-- Document segment --
::::::

Clinical Pharmacokinetics

, Volume 50, Issue 12, pp 781–791

Effect of Cytochrome P450 3A4 Inducers on the Pharmacokinetic, Pharmacodynamic and Safety Profiles of Bortezomib in Patients with Multiple Myeloma or Non-Hodgkin’s Lymphoma

  • Andrzej Hellmann
  • Simon Rule
  • Jan Walewski
  • Ofer Shpilberg
  • Huaibao Feng
  • Helgi van de Velde
  • Hamina Patel
  • Donna M. Skee
  • Suzette Girgis
  • Vernon J. Louw
Original Research Article

Abstract

Background and Objective: Bortezomib, an antineoplastic agent with proteasome inhibitory activity, is extensively metabolized by the hepatic microsomal cytochrome P450 (CYP) enzymes CYP3A4 and CYP2C19. Drugs that affect these enzymes may therefore have an impact on the pharmacological profile of bortezomib. This study evaluated the effects of co-administration of a potent CYP3A4 inducer (rifampicin [rifampin]) and a weak CYP3A4 inducer (dexamethasone) on the pharmacokinetic, pharmacodynamic and safety profiles of bortezomib.

::::::

-- Given information --
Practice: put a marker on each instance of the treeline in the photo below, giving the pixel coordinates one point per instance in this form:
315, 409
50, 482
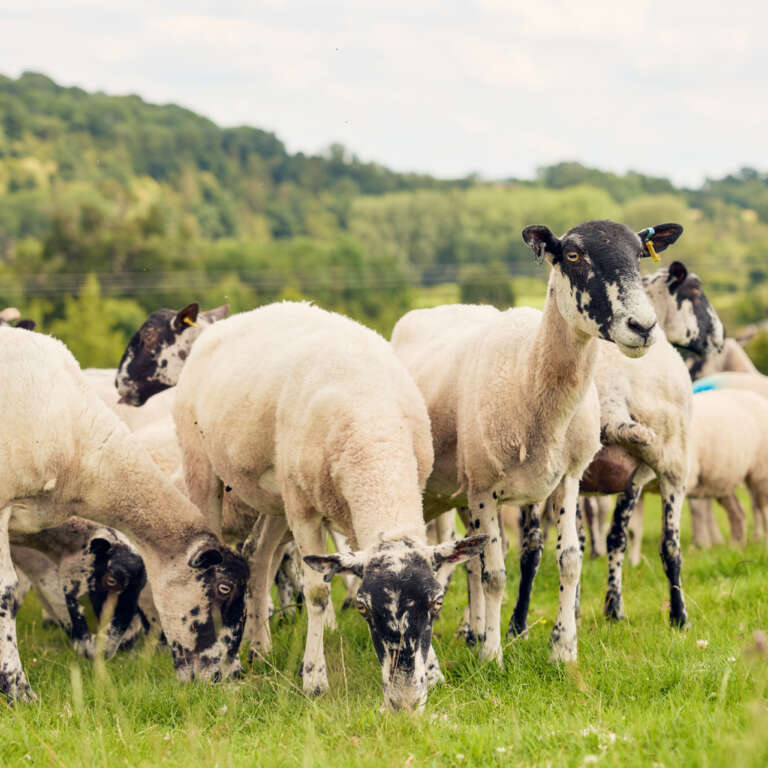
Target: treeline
161, 206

::::::

-- Problems to solve --
(a) From the bortezomib abstract, retype the passage starting with "Background and Objective: Bortezomib, an" and going on through "profiles of bortezomib.".
(b) In the bortezomib abstract, which drug was used as the weak CYP3A4 inducer?

-- Answer set --
(a)
Background and Objective: Bortezomib, an antineoplastic agent with proteasome inhibitory activity, is extensively metabolized by the hepatic microsomal cytochrome P450 (CYP) enzymes CYP3A4 and CYP2C19. Drugs that affect these enzymes may therefore have an impact on the pharmacological profile of bortezomib. This study evaluated the effects of co-administration of a potent CYP3A4 inducer (rifampicin [rifampin]) and a weak CYP3A4 inducer (dexamethasone) on the pharmacokinetic, pharmacodynamic and safety profiles of bortezomib.

(b) Dexamethasone